## Start Selected extract
Tag Archives: Cub Scouts

Odds and Ends

10 Apr

Yesterday, The Squire and I spent most of our time ironing curtains and dust ruffles(me) and shortening and painting doors (him).

When I was working on the altar on Friday, I looked at the wrong chart and didn’t think we had flowers for Sunday, but later, while I was chatting with the secretary, I noticed the bulletin that we did indeed have flowers. In my panic I thought it was Saturday, but it was – thank Heaven! – only Friday, so I grabbed the liners and hustled up to the florist. I went up Saturday morning to collect the flowers, and then swung by church to put them on the side tables. I’d taken Blazer with me – I’ve developed a real phobia about driving alone – and he went into church with me. He has been trained not to go onto the chancel steps, but he wanders around and inspects things.

The Cub Scouts were having an indoor carnival and he went over and put his nose against the glass in the narthex doors. I could hear the boys yelling, “The dog is back! The dog is back!” so of course we had to go in and see what was going on over there. The Cubs normally meet on Monday nights and I used to go to knitting on Mondays, so Blazer was quite a popular figure over there. He wandered around, getting head scratches and belly rubs, and then we came on home.
## End Selected extract
- **Problems and tasks**
A. Reproduce the part of the Odds and Ends post from "Tag Archives: Cub" to "and inspects things.".
B. In the Odds and Ends post, on what night do the Cub Scouts normally meet?
C. Summarize the Odds and Ends post in two sentences.
The records that come next are separate material, unrelated to the Odds and Ends post.
## Start Listed records
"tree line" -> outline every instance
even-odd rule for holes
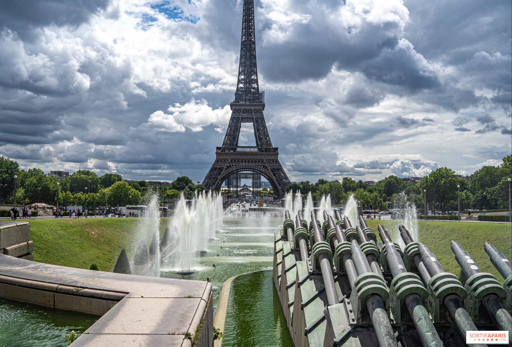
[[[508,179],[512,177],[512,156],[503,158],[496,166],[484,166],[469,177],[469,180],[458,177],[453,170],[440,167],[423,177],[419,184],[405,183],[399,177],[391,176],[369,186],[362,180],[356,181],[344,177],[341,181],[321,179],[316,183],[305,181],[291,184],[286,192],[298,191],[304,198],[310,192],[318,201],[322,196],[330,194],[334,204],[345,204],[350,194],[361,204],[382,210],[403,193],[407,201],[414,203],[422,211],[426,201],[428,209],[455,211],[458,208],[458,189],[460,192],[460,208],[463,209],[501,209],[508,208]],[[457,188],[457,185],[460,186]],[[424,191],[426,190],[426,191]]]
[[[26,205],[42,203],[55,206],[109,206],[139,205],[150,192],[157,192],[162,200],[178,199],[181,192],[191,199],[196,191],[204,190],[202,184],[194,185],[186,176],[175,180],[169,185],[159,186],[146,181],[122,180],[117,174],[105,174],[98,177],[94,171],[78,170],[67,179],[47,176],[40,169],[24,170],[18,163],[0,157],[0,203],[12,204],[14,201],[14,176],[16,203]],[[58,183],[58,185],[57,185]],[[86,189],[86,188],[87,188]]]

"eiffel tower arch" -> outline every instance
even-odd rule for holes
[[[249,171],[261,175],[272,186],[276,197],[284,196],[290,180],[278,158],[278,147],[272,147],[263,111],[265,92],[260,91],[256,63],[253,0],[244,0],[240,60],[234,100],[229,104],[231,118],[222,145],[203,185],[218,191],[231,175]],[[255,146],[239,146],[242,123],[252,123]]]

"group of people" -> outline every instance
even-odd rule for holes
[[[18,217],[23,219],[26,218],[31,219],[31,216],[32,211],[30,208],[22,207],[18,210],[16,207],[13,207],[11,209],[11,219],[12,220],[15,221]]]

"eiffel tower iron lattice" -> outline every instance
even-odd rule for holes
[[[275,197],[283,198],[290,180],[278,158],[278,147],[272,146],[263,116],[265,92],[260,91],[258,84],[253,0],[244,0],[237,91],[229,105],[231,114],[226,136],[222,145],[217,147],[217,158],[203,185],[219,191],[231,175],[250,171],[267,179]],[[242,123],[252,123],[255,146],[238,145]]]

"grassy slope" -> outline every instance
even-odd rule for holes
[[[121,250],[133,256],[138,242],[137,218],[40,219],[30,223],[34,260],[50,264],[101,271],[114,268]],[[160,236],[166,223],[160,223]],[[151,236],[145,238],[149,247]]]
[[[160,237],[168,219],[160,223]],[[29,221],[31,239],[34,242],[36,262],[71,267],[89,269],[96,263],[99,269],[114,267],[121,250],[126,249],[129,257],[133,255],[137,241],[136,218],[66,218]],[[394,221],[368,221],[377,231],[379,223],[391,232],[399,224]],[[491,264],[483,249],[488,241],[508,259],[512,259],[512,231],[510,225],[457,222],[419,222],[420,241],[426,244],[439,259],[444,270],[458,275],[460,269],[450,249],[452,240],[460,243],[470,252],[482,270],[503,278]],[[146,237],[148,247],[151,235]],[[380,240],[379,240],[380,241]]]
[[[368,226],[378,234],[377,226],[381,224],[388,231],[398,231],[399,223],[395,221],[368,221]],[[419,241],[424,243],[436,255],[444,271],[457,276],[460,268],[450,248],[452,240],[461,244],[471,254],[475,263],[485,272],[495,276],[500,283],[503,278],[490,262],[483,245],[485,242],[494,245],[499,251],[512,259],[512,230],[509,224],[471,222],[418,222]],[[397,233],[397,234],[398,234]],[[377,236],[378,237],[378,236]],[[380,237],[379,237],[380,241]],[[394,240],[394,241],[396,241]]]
## End Listed records
- **Responses to the tasks**
A.
Tag Archives: Cub Scouts

Odds and Ends

10 Apr

Yesterday, The Squire and I spent most of our time ironing curtains and dust ruffles(me) and shortening and painting doors (him).

When I was working on the altar on Friday, I looked at the wrong chart and didn’t think we had flowers for Sunday, but later, while I was chatting with the secretary, I noticed the bulletin that we did indeed have flowers. In my panic I thought it was Saturday, but it was – thank Heaven! – only Friday, so I grabbed the liners and hustled up to the florist. I went up Saturday morning to collect the flowers, and then swung by church to put them on the side tables. I’d taken Blazer with me – I’ve developed a real phobia about driving alone – and he went into church with me. He has been trained not to go onto the chancel steps, but he wanders around and inspects things.

B. They normally meet on Monday nights.

C. The writer spent a day ironing curtains and dust ruffles while The Squire shortened and painted doors, and after a mix-up over the Sunday altar flowers, the writer hurried to the florist on Friday and collected the flowers on Saturday with Blazer along. At church, Blazer was drawn to a Cub Scout indoor carnival, where the boys shouted that the dog was back and gave him head scratches and belly rubs.